Comentário do Evangelho: Mulher, grande é tua fé!

Evangelho do 20º Domingo do Tempo Comum (Ano A) e comentário do evangelho da Missa.

Evangelho (Mt 15, 21-28)

Naquele tempo: Jesus foi para a região de Tiro e Sidônia.

Eis que uma mulher cananeia, vindo daquela região, pôs-se a gritar: “Senhor, filho de Davi, tem piedade de mim: minha filha está cruelmente atormentada por um demônio!”

Mas, Jesus não lhe respondeu palavra alguma. Então seus discípulos aproximaram-se e lhe pediram: “Manda embora essa mulher, pois ela vem gritando atrás de nós”.

Jesus respondeu: “Eu fui enviado somente às ovelhas perdidas da casa de Israel”.

Mas, a mulher, aproximando-se, prostrou-se diante de Jesus, e começou a implorar: “Senhor, socorre-me!”

Jesus lhe disse: “Não fica bem tirar o pão dos filhos para jogá-lo aos cachorrinhos”.

A mulher insistiu: “É verdade, Senhor; mas os cachorrinhos também comem as migalhas que caem da mesa de seus donos!”

Diante disso, Jesus lhe disse: “Mulher, grande é a tua fé! Seja feito como tu queres!” E desde aquele momento sua filha ficou curada.


Comentário

A atividade de Jesus era muito intensa e de vez em quando Ele se retirava com os seus discípulos para lugares onde encontrava mais calma para descansar e mais tempo para formá-los. Nesta ocasião, sai dos limites da Galileia, para a região de Tiro e Sidônia, uma área que não era habitada por judeus, mas por povos cananeus da cultura helenística.

Porém a fama de Jesus tinha chegado até lá, e uma mulher veio pedir-lhe que ajudasse a sua filha: “Senhor, filho de Davi, tem piedade de mim: minha filha está cruelmente atormentada por um demônio” (v. 22). Ela, que não pertencia ao povo escolhido, reconhece-o como o Filho de Davi, o Messias há muito esperado, e com grande confiança pede-lhe que ajude a sua filha.

Santo Agostinho observa que esta mulher cananeia “nos oferece um exemplo de humildade e um caminho de piedade”[1]. Jesus, a princípio, parece não prestar atenção nela, mas ela “clamava ao Senhor, que não escutava, mas planejava em silêncio o que Ele iria realizar”[2]. Quando ela insiste, o Mestre lhe responde que veio em busca das ovelhas perdidas da casa de Israel. Jesus veio para salvar a todos, como ele claramente indicou em outra ocasião diante de seus discípulos: “Tenho ainda outras ovelhas, que não são deste redil; também a essas devo conduzir, e elas escutarão a minha voz, e haverá um só rebanho e um só pastor” (Jo 10,16), mas a sua missão redentora devia começar com o seu próprio povo, os judeus.

::::

O QUE FAZER
Segundo o comentário do Evangelho acima, por quais povos era habitada a região de Tiro e Sidônia?

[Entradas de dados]
::::

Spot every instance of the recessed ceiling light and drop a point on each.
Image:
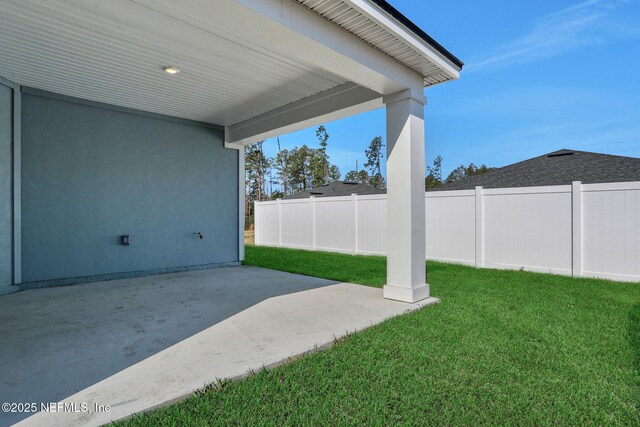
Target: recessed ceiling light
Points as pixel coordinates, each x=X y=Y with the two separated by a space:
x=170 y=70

::::

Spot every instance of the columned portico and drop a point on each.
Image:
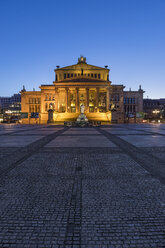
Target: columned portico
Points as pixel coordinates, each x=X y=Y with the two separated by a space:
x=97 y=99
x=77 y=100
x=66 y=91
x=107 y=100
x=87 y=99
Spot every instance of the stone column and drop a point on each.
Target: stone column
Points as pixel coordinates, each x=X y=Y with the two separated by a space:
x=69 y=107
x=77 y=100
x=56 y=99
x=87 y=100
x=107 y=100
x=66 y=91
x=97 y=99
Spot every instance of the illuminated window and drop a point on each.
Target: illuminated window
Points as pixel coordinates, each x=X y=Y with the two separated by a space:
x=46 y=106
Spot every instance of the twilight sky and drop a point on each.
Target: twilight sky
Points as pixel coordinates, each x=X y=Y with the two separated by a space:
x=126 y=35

::::

RESPOSTA COMPLETA
Por povos cananeus da cultura helenística, e não por judeus.